▶ **Exercise prompt**: Could you convert every line of the listing below into a JSON list of strings, with one string per line and blank lines left out?
------ Source records ------
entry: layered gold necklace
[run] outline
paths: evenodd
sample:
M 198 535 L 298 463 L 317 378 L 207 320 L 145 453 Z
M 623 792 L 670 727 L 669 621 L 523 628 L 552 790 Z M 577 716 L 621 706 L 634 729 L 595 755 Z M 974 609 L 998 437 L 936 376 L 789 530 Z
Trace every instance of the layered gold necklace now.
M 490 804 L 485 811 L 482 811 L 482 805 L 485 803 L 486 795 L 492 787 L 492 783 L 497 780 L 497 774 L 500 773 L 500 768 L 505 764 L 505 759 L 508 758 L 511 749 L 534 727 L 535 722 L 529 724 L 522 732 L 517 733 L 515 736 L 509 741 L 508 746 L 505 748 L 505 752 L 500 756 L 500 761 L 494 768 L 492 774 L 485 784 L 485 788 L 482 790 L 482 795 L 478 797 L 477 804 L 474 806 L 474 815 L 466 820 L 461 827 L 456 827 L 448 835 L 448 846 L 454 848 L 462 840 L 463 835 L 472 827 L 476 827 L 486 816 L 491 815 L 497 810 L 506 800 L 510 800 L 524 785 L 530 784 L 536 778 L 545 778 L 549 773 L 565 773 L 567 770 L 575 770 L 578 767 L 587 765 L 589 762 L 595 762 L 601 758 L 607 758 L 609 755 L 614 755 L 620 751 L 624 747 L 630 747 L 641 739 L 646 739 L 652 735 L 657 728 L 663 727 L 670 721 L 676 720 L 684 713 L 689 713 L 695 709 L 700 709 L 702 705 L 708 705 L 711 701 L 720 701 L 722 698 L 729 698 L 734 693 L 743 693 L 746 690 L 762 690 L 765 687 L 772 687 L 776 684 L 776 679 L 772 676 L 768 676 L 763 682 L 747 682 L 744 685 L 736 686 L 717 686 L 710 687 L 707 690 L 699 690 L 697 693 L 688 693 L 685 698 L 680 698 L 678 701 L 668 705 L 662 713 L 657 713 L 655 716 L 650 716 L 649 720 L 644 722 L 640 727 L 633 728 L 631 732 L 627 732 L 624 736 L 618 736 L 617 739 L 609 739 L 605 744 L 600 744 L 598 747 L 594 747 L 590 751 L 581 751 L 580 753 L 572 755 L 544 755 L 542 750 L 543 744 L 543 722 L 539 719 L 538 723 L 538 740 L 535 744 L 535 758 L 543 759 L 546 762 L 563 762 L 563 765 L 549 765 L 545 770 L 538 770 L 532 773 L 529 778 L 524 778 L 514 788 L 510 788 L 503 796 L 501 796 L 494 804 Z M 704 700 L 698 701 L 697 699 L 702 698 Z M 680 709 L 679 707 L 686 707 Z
------
▶ **Written answer**:
[
  "entry: layered gold necklace",
  "[run] outline",
  "paths: evenodd",
  "sample:",
  "M 198 535 L 298 463 L 317 378 L 207 320 L 145 453 Z",
  "M 623 792 L 670 727 L 669 621 L 523 628 L 552 790 Z M 577 716 L 621 706 L 634 729 L 595 755 Z M 974 609 L 998 437 L 936 376 L 789 530 Z",
  "Trace every instance of the layered gold necklace now.",
  "M 490 804 L 485 811 L 482 811 L 482 805 L 485 803 L 486 795 L 492 787 L 492 783 L 497 780 L 497 774 L 500 773 L 500 768 L 505 764 L 505 759 L 508 758 L 511 749 L 534 727 L 535 722 L 529 724 L 522 732 L 517 733 L 515 736 L 509 741 L 508 746 L 505 748 L 505 752 L 500 756 L 500 761 L 494 768 L 492 774 L 485 784 L 485 788 L 482 790 L 482 795 L 478 797 L 477 804 L 474 806 L 474 815 L 466 820 L 461 827 L 456 827 L 448 835 L 448 846 L 454 848 L 462 840 L 463 835 L 472 827 L 476 827 L 486 816 L 491 815 L 497 810 L 506 800 L 510 800 L 524 785 L 530 784 L 536 778 L 545 778 L 549 773 L 565 773 L 567 770 L 575 770 L 578 767 L 587 765 L 589 762 L 595 762 L 601 758 L 607 758 L 609 755 L 614 755 L 620 751 L 624 747 L 630 747 L 641 739 L 646 739 L 652 735 L 657 728 L 663 727 L 670 721 L 676 720 L 684 713 L 689 713 L 695 709 L 700 709 L 702 705 L 708 705 L 711 701 L 720 701 L 722 698 L 729 698 L 734 693 L 743 693 L 746 690 L 762 690 L 765 687 L 772 687 L 776 684 L 776 679 L 772 676 L 768 676 L 763 682 L 747 682 L 744 685 L 736 686 L 717 686 L 710 687 L 707 690 L 699 690 L 697 693 L 688 693 L 685 698 L 680 698 L 678 701 L 668 705 L 662 713 L 657 713 L 655 716 L 650 716 L 649 720 L 644 722 L 640 727 L 633 728 L 631 732 L 627 732 L 624 736 L 618 736 L 617 739 L 609 739 L 605 744 L 600 744 L 598 747 L 594 747 L 590 751 L 581 751 L 580 753 L 572 755 L 544 755 L 542 750 L 543 744 L 543 722 L 539 719 L 538 723 L 538 740 L 535 744 L 535 758 L 543 759 L 546 762 L 563 762 L 563 765 L 549 765 L 545 770 L 538 770 L 532 773 L 529 778 L 524 778 L 514 788 L 510 788 L 503 796 L 501 796 L 494 804 Z M 704 700 L 698 701 L 697 699 L 702 698 Z M 680 709 L 679 707 L 686 707 Z"
]